▸ SET PROBLEM: Write out all the records again, swapping each occurrence of "gets one marker" for "receives a single point" and leaving everything else as it is.

▸ RECORD LIST:
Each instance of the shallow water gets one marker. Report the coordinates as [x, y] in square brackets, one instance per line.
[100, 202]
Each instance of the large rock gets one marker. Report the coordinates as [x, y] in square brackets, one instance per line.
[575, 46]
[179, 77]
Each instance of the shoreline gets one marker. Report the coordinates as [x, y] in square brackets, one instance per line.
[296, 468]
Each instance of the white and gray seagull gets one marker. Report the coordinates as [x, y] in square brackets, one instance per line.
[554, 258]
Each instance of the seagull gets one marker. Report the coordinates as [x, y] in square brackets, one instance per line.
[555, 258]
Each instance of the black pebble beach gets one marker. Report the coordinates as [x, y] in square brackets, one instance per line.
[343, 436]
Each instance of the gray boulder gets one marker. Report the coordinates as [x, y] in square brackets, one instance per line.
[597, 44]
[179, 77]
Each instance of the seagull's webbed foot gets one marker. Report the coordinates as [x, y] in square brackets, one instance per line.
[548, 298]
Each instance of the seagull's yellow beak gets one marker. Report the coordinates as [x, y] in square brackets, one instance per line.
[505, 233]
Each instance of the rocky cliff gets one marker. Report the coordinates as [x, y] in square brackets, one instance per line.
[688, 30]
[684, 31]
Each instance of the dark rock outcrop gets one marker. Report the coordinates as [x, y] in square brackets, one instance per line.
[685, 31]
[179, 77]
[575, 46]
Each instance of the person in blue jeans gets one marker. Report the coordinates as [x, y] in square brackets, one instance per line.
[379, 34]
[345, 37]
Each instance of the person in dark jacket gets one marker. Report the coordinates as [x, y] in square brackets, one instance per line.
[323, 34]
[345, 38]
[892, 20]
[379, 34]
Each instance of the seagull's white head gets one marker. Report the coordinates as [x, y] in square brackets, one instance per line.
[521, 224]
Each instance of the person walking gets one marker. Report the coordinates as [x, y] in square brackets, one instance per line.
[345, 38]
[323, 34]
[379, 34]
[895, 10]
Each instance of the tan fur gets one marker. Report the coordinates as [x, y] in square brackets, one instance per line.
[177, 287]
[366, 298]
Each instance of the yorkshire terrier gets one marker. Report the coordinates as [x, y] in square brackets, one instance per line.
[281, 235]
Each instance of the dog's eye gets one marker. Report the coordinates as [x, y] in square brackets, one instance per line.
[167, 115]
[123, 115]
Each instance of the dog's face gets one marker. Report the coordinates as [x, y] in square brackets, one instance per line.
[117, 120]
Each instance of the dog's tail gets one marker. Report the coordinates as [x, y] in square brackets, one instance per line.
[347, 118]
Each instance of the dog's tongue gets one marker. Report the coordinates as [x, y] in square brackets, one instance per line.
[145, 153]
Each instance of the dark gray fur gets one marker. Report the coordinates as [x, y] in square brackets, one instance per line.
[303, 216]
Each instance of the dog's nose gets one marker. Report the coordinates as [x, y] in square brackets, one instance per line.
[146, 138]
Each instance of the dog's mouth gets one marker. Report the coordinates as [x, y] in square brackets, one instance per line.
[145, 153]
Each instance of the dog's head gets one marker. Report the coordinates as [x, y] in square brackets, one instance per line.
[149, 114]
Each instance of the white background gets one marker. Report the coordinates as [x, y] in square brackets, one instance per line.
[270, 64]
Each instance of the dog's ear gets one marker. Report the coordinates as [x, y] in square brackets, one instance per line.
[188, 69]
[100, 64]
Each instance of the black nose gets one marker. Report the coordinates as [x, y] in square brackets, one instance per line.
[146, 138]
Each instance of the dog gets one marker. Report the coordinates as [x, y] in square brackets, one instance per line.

▸ TASK ANSWER:
Each instance of the shallow water receives a single point. Report the coordinates as [x, y] in square brackets, one instance per line.
[100, 202]
Each instance of the large rock receives a single point. Report the coordinates as [x, y] in square brackets, one instance per line.
[575, 46]
[179, 77]
Each instance of the shoreline receives a single point. Report the coordinates as [x, y] in square brackets, one instance per line.
[296, 468]
Each instance of the white and gray seagull receives a single point. Report the coordinates as [x, y] in square brackets, one instance per line.
[554, 258]
Each instance of the seagull receives a single point. Report the coordinates as [x, y] in square brackets, one instance per line.
[555, 258]
Each instance of the black pebble beach receives a single point. Report the coordinates as [x, y] in square brackets, one instance per line.
[343, 436]
Each instance of the gray boulder receives a single point. Report the coordinates as [x, y] in square brackets, one instance per line.
[597, 44]
[179, 77]
Each instance of the seagull's webbed foot receives a single point. Report the coordinates as [x, y] in square brackets, one instance per line.
[548, 298]
Each instance of the seagull's yellow beak receives a single point. Report the coordinates as [x, y] in square brackets, one instance per line.
[505, 233]
Each instance of the rocky cliff receives a single point. Report the coordinates as [x, y] in square brackets, one instance per line.
[688, 30]
[684, 31]
Each instance of the dark rock outcrop receives a single point. Report the coordinates as [x, y] in square brackets, one instance per line.
[685, 31]
[179, 77]
[575, 46]
Each instance of the person in blue jeans receives a single point. Report the coordinates as [x, y] in square brackets, one instance per line.
[379, 34]
[345, 37]
Each instance of the person in dark jacket receives a single point. Report the coordinates as [x, y] in square brackets, one instance per line.
[323, 34]
[345, 38]
[892, 20]
[379, 34]
Each instance of the seagull's white head receives a single point. Report the coordinates as [x, y] in square brackets, one instance per line.
[521, 224]
Each instance of the person walking receives a single point. Report the coordinates as [x, y] in square brackets, one instance per line.
[345, 38]
[323, 34]
[379, 34]
[895, 10]
Each instance of the tan fur receives a single point. Report the coordinates as [x, y] in square brackets, one instance per line.
[177, 287]
[366, 298]
Each instance of the yorkshire terrier receives a single point. Report the coordinates as [x, y] in square brackets, one instance per line.
[281, 235]
Each instance of the dog's eye receives a single point. Report the coordinates as [x, y] in square brackets, one instance per line.
[167, 115]
[123, 115]
Each instance of the dog's face receives a single point. Report the coordinates as [x, y] in square brackets, one instance per line.
[117, 120]
Each instance of the dog's tail receives a single point. Report the coordinates as [x, y] in square brackets, one instance per line.
[347, 118]
Each instance of the dog's tongue receives a single point. Report the coordinates as [x, y] in square brackets, one instance per line.
[145, 153]
Each instance of the dark gray fur receives a single point. Report the coordinates as [x, y] in square brackets, one instance per line.
[303, 216]
Each instance of the dog's nose receives a single point. Report the coordinates as [x, y] in square brackets, one instance per line.
[146, 138]
Each instance of the dog's mouth receives a single point. Report the coordinates as [x, y] in square brackets, one instance per line.
[145, 153]
Each instance of the dog's head receives a single point. Report the coordinates as [x, y] in square brackets, one instance per line.
[149, 114]
Each instance of the white background receives a single point. Report the coordinates as [x, y] in square brackets, one instance per line.
[270, 64]
Each instance of the dog's ear receives a single point. Report the coordinates as [x, y] in square brackets, one instance per line.
[188, 69]
[100, 64]
Each instance of the black nose receives a single point. Report the coordinates as [x, y] in square brackets, one instance per line.
[146, 138]
Each instance of the dog receives a single point. Report the coordinates as [x, y] in square brackets, one instance per line.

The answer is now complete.